::: Data for analysis

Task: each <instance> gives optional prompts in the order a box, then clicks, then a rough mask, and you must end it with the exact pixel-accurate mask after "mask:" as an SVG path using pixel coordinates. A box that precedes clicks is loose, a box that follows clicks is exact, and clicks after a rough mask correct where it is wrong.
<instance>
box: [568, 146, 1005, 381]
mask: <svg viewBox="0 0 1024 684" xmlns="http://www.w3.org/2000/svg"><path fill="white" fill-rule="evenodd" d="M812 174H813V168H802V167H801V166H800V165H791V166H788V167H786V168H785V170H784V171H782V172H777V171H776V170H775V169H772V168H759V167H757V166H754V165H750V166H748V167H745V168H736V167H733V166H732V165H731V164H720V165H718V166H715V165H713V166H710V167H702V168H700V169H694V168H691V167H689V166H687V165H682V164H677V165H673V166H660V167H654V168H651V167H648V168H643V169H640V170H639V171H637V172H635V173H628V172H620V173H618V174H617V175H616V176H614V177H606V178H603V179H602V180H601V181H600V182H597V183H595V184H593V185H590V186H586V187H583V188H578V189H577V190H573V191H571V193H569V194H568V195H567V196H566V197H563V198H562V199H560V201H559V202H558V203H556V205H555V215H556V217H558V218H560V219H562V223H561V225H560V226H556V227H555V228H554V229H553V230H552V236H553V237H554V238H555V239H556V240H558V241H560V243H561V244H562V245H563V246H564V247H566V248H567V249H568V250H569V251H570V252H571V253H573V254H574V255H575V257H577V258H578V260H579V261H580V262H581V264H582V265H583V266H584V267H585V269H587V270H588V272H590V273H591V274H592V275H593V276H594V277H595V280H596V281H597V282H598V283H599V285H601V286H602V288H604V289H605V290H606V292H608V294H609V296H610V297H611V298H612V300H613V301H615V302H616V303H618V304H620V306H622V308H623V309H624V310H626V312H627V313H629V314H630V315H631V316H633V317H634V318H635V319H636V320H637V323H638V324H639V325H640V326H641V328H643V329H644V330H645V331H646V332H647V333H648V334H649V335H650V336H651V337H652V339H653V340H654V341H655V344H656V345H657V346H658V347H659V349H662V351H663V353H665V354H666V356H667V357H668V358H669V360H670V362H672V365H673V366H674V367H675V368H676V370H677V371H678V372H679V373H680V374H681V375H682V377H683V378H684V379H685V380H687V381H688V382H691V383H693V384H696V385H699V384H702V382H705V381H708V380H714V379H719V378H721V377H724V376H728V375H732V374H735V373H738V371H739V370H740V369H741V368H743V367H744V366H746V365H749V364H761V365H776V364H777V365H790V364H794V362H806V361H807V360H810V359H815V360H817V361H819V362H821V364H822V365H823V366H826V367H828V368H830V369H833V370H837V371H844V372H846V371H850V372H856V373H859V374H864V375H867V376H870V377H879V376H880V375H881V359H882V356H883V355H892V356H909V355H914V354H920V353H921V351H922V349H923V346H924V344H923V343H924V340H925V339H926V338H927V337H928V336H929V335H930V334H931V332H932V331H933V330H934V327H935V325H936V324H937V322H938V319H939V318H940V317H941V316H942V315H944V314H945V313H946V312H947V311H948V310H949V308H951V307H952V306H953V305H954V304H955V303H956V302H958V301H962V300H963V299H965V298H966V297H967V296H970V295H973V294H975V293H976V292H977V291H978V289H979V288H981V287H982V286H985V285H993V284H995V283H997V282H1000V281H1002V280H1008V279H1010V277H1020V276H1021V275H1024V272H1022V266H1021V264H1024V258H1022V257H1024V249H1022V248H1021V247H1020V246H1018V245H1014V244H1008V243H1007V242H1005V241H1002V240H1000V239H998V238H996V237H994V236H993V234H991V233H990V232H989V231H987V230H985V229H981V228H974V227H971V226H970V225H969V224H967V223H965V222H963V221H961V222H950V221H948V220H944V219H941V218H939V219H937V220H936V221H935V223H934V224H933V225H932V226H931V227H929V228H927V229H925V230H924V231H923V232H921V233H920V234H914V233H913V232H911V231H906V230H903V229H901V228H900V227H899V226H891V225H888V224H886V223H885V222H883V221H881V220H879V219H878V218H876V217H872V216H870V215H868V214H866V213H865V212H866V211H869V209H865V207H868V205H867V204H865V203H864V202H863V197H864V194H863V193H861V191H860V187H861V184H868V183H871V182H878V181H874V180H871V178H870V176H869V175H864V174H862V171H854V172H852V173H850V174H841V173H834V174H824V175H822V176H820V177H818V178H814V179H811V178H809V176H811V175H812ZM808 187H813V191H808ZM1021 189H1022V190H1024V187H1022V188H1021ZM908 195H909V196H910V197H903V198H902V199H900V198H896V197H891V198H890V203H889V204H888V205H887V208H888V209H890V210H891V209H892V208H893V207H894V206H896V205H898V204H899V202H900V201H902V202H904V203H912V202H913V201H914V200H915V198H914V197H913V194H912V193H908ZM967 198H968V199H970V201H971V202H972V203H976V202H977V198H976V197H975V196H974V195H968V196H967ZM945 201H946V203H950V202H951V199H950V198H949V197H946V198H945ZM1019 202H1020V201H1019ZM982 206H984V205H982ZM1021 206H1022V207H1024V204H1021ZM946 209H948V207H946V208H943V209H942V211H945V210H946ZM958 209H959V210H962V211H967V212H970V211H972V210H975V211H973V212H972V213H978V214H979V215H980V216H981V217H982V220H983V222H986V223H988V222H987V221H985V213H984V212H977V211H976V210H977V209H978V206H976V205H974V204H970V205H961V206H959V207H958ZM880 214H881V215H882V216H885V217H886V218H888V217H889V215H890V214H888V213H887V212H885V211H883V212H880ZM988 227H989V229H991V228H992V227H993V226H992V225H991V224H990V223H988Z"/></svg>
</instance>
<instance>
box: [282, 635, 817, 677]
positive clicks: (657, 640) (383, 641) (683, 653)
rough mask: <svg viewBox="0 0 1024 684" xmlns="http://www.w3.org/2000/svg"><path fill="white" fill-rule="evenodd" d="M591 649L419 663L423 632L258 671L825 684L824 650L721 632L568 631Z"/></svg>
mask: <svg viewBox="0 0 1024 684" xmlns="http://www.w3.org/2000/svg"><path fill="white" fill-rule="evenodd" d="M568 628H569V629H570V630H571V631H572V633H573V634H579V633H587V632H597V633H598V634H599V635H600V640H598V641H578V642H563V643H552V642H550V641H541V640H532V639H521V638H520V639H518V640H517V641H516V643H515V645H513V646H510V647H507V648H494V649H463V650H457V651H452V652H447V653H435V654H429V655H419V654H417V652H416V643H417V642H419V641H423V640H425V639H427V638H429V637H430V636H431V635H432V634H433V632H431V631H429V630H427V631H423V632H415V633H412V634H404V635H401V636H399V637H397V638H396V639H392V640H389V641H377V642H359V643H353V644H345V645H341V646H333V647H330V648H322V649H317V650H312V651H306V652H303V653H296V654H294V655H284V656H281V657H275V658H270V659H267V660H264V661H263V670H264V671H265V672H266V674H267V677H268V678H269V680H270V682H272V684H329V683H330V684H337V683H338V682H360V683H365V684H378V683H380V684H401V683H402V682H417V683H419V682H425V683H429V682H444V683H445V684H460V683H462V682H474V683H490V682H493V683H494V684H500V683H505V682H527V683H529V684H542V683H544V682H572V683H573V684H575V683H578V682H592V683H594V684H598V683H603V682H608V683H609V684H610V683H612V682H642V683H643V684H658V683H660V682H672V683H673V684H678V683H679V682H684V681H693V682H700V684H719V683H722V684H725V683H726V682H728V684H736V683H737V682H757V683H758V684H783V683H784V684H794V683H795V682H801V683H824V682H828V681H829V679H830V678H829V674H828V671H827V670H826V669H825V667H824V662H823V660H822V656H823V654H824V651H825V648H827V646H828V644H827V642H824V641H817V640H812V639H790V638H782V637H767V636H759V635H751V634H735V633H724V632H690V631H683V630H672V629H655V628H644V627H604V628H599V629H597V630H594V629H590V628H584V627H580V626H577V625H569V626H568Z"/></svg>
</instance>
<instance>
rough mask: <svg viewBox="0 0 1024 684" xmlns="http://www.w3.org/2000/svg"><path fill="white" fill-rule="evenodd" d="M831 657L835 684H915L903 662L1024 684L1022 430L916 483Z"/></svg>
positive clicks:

::::::

The task - From the start of the records through the line containing "box: [568, 146, 1005, 381]", substitute "coarse mask" for "rough mask" and give those lines again with nothing else changed.

Written response -
Task: each <instance> gives optional prompts in the order a box, then clicks, then a coarse mask, and you must end it with the exact pixel-accurate mask after "mask:" as an SVG path using pixel coordinates. A box that precedes clicks is loose, a box that follows clicks is exact, and clicks after a coarse mask correct where it is wrong.
<instance>
box: [568, 146, 1005, 381]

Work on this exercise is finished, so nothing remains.